→ **SUPPLIED TEXT**
Databases - summary
Lecture 1: Introduction and Overview
A database (DB) is a collection of data with
● A certain logical structure
● A specific semantics
● A specific group of users
A database management system (DBMS) allows to
● Create, modify and manipulate a database
● Query (retrieve) the data using a query language
● Support persistent storage of large amounts of data
● Enable durability and recovery from failure
● Control access to the data by many users in parallel
○ Without unexpected interactions among users (isolation)
○ Actions on the data should never be partial (atomicity)
Motivation for Database Management Systems
● why not just store data in files?
○ No query language
○ Weak logical structure (limited to directories)

→ **SHORT EXERCISE**
Can you extract the portion of the databases summary starting with "Databases - summary" and going on through "among users (isolation)", copied word for word?

→ **SUPPLIED DATA**
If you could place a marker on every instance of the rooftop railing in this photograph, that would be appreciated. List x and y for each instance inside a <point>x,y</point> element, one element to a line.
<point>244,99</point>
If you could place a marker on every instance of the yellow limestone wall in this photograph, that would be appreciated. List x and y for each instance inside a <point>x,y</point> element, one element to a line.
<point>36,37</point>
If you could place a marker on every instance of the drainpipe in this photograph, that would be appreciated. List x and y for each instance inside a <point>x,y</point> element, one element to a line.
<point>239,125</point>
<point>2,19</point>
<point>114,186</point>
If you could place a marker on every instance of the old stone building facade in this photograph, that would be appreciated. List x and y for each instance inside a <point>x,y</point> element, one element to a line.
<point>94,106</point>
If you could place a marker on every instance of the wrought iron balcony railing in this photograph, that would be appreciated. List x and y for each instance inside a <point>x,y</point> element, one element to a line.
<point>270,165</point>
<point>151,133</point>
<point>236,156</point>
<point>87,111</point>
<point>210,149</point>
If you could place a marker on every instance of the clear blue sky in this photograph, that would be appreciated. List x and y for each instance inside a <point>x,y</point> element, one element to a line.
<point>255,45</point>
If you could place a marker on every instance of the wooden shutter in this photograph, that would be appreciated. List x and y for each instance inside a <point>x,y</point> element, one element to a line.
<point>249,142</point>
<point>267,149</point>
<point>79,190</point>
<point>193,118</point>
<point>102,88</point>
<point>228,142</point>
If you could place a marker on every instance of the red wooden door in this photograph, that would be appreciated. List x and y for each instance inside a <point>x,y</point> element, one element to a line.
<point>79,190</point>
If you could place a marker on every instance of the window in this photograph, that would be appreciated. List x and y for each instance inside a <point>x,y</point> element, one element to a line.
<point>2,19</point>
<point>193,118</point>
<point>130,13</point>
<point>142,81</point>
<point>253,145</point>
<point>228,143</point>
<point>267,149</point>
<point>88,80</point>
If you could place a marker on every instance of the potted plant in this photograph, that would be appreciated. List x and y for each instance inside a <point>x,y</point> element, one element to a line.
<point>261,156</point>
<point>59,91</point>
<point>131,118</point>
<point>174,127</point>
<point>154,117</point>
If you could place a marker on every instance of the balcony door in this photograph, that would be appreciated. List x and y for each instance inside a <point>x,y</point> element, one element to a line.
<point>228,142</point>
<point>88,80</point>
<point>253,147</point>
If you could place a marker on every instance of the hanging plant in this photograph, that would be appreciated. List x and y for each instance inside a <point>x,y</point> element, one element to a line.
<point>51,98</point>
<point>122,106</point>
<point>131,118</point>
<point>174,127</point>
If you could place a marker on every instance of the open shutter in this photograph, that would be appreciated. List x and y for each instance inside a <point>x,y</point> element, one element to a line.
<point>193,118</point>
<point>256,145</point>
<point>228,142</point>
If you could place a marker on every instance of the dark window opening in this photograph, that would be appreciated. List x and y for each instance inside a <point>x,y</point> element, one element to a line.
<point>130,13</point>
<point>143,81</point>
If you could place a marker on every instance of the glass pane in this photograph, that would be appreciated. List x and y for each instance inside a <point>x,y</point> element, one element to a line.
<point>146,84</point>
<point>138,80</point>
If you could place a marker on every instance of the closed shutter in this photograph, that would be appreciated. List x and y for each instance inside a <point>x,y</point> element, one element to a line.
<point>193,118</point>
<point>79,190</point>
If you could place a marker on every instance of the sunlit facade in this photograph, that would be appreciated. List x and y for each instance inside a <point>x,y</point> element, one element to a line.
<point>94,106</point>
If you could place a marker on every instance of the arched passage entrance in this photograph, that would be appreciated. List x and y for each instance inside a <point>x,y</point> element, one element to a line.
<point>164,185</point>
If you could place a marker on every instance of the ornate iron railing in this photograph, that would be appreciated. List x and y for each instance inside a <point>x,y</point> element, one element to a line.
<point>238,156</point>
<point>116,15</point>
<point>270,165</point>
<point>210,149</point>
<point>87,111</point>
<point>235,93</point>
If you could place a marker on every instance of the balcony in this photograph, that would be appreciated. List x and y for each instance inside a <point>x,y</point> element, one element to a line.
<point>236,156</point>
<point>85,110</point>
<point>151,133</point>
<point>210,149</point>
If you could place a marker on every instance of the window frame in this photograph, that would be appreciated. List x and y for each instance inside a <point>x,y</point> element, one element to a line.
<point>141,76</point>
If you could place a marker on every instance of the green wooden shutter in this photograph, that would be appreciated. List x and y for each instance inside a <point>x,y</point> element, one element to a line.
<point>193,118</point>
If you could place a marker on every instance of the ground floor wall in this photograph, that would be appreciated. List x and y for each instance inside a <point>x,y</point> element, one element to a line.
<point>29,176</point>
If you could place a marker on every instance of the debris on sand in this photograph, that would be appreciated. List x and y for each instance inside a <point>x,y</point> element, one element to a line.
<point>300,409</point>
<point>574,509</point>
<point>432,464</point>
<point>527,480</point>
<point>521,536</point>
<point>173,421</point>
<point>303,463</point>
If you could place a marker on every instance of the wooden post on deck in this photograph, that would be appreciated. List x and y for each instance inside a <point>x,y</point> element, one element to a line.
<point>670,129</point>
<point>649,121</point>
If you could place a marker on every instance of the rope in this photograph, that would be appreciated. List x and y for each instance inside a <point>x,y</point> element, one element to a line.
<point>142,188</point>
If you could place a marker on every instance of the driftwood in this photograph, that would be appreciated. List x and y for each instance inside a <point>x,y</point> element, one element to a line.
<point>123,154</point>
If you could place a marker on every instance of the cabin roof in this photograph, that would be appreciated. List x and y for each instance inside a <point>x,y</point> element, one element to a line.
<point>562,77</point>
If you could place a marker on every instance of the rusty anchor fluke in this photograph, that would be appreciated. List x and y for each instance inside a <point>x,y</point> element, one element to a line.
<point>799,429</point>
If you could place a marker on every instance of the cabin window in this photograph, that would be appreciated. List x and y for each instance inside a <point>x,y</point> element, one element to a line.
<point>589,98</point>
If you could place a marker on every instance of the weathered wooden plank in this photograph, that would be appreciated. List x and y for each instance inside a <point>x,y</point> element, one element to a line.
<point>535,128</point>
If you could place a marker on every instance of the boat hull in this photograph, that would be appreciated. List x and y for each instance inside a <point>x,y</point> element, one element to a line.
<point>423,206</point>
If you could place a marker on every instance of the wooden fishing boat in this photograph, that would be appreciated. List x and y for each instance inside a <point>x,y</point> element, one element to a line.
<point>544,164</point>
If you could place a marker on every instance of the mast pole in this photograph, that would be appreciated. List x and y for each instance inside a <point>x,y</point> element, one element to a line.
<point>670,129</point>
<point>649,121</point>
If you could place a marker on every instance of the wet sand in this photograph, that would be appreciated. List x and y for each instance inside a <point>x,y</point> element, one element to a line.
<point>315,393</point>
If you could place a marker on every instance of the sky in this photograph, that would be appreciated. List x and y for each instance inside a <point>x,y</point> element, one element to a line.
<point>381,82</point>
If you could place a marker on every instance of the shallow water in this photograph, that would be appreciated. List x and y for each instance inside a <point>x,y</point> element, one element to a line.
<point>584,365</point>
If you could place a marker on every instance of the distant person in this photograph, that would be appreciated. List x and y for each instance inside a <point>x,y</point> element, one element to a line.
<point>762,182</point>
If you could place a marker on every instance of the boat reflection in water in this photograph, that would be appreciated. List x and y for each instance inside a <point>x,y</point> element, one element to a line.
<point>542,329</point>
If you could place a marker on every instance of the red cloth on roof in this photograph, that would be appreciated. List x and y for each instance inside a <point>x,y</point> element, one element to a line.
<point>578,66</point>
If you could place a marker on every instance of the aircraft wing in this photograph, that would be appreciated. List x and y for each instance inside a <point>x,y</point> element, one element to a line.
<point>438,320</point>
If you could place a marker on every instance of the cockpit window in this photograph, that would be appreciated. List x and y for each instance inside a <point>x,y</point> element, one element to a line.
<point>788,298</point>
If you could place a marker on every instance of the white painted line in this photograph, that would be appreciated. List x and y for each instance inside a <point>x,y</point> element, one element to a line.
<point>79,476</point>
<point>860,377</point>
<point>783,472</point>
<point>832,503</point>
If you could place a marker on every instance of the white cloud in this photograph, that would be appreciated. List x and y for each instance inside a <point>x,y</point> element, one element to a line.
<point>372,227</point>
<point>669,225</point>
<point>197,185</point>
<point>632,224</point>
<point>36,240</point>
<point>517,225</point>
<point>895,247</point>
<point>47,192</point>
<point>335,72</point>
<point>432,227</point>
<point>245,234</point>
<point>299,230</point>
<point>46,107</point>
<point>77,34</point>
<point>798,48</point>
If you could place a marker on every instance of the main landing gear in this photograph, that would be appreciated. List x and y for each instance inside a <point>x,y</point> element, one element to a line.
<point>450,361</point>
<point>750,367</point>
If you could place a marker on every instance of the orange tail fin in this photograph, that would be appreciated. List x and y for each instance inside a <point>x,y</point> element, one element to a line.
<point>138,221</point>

→ **OUTPUT OF THE EXERCISE**
Databases - summary
Lecture 1: Introduction and Overview
A database (DB) is a collection of data with
● A certain logical structure
● A specific semantics
● A specific group of users
A database management system (DBMS) allows to
● Create, modify and manipulate a database
● Query (retrieve) the data using a query language
● Support persistent storage of large amounts of data
● Enable durability and recovery from failure
● Control access to the data by many users in parallel
○ Without unexpected interactions among users (isolation)